RECORDS PROVIDED:
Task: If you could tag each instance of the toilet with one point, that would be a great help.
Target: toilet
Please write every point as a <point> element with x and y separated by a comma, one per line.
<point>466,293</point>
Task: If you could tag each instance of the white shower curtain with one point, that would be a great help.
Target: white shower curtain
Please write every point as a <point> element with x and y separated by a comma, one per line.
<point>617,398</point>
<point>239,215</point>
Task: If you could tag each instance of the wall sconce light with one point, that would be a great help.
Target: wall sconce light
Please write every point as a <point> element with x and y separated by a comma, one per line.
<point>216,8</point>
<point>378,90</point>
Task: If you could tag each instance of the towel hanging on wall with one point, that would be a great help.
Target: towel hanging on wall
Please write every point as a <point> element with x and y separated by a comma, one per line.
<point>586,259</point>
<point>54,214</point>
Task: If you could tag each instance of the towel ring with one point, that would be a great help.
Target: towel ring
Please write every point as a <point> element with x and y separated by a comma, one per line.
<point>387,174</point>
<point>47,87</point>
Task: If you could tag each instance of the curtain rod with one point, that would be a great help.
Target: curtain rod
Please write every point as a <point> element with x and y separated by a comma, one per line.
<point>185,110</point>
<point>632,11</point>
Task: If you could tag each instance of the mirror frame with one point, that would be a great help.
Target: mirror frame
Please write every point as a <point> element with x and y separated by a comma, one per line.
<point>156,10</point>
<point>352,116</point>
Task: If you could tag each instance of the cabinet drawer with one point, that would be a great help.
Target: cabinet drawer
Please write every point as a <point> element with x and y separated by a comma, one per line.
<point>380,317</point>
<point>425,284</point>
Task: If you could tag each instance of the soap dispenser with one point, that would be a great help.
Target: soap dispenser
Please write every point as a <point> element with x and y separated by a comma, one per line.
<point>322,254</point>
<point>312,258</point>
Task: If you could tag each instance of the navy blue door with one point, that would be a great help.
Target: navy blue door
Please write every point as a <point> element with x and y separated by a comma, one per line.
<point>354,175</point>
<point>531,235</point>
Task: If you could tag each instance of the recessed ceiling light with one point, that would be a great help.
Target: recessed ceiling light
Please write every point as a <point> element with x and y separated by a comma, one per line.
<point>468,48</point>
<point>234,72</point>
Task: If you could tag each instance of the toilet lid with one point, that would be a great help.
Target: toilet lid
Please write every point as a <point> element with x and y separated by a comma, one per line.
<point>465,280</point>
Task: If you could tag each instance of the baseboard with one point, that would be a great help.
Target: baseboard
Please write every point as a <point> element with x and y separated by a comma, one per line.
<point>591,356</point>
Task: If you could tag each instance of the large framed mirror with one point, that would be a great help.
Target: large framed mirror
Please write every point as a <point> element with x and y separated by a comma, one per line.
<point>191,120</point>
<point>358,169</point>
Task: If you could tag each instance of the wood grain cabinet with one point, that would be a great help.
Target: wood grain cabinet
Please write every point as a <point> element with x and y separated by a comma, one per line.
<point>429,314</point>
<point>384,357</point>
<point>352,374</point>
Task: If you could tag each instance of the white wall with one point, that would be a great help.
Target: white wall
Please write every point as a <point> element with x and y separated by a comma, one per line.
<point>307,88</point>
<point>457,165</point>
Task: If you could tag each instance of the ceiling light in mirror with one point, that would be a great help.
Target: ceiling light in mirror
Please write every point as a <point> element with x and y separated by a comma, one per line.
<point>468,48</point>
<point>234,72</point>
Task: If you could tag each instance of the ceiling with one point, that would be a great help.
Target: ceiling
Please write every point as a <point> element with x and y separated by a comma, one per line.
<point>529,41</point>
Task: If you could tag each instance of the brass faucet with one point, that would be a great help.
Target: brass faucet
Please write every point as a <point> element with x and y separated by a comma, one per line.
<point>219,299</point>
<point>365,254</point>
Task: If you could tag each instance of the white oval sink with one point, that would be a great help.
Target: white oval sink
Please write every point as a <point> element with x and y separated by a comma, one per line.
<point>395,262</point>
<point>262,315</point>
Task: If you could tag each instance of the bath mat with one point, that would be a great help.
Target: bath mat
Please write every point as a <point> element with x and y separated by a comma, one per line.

YOUR GOAL:
Copy all of the lines above word for word.

RESPONSE TO THE TASK:
Task: If you could tag each instance of the toilet with one point, that would be a great help.
Target: toilet
Please write every point as a <point> element with x and y separated by a comma, one per line.
<point>466,293</point>
Task: If you could tag each instance of the white shower curtain with one point, that would be a great help.
Target: white shower curtain
Please write every point as a <point> element with x and y separated by a comma, one per line.
<point>617,398</point>
<point>239,215</point>
Task: If you could tag each instance of the wall sconce light with one point, that would be a great help.
Target: wall sconce light
Please write every point as a <point> element with x and y separated by a comma, one per line.
<point>216,8</point>
<point>378,90</point>
Task: If you could tag each instance of the towel hanging on wall with one point, that would be a great help.
Target: towel hanging on wall
Please write every point as a <point> element with x and y separated by a comma, one per line.
<point>586,259</point>
<point>54,214</point>
Task: If you could tag each instance of the towel ring with one point, that would be a great help.
Target: towel ring
Please write every point as a <point> element with x and y separated by a comma, one per line.
<point>387,174</point>
<point>47,87</point>
Task: If you could tag each instance of the curtain rod with one point, that would be a great help.
Target: curtain rod
Please write every point as a <point> element with x and y separated by a comma, one per line.
<point>185,110</point>
<point>632,11</point>
Task: If you could tag each instance of the mirror frame with one point, that would be a great help.
Target: mirror frame
Please write every point as a <point> element with x and y separated by a comma, one per line.
<point>156,10</point>
<point>352,116</point>
Task: If you could tag each instance of the cabinet drawer with one point, that would be a great help.
Target: cabinet drawer
Please write every point as a <point> element with x and y separated by a comma, one per line.
<point>380,317</point>
<point>425,284</point>
Task: If you could tag each instance of the soap dispenser with one point, that would be a great help.
Target: soap dispenser
Please write every point as a <point> element with x and y separated by a comma, one per line.
<point>322,254</point>
<point>312,258</point>
Task: If you could tag each instance of the navy blue door with one point, that would be a great help.
Target: navy blue door
Please write every point as a <point> element with x and y separated by a comma, one per line.
<point>354,175</point>
<point>531,235</point>
Task: If you could tag each instance of the recessed ceiling light with one point, that would be a great help.
Target: recessed ceiling light
Please write every point as a <point> element with x and y separated by a comma, one per line.
<point>468,48</point>
<point>234,72</point>
Task: If you could tag each instance of the toilet lid with one point, that would be a great help.
Target: toilet lid
Please write every point as a <point> element with x and y separated by a comma, one per line.
<point>465,280</point>
Task: If you could tag each instance of the baseboard with one point, that would be a great help.
Target: baseboard
Please write every point as a <point> element with x and y separated by a comma, one per line.
<point>591,356</point>
Task: If you could tag each instance of the large framed mirror with one point, that would be a great help.
Target: large framed mirror
Please write every point as a <point> element with x and y separated by a comma, one per line.
<point>191,120</point>
<point>358,169</point>
Task: If you could tag each instance of the wood grain cabinet with one point, that would be a great help.
Target: wood grain cabinet
Please write every point as a <point> element with x and y separated by a comma, one per line.
<point>429,314</point>
<point>384,357</point>
<point>352,374</point>
Task: If you could tag each instance of the white wall with one point, that would be a great help.
Target: white wall
Please write every point as a <point> element with x and y separated by a comma, one per line.
<point>307,88</point>
<point>457,165</point>
Task: If you could tag each instance of the ceiling light in mirror with one point, that would be a great help.
Target: ceiling light in mirror
Please write every point as a <point> element with x and y separated by a comma, one per line.
<point>468,48</point>
<point>234,72</point>
Task: If you could tag each instance of the ceiling with one point, that would be a great help.
Target: ceiling
Please write every point as a <point> element with x and y separated by a comma, one per line.
<point>529,41</point>
Task: If you could tag each instance of the brass faucet with one point, that would be a great help.
Target: brass faucet
Please write every point as a <point> element with x and y separated by a comma, one per line.
<point>219,299</point>
<point>365,254</point>
Task: If you could tag each instance of the white oval sink with one point, that would be a great help.
Target: white oval sink
Please write every point as a <point> element with x and y separated by a comma, one per line.
<point>395,262</point>
<point>262,315</point>
Task: If you could tag each instance of the bath mat with one point, that would be a great help.
Target: bath mat
Please write every point as a <point> element with x and y separated by a comma, one per line.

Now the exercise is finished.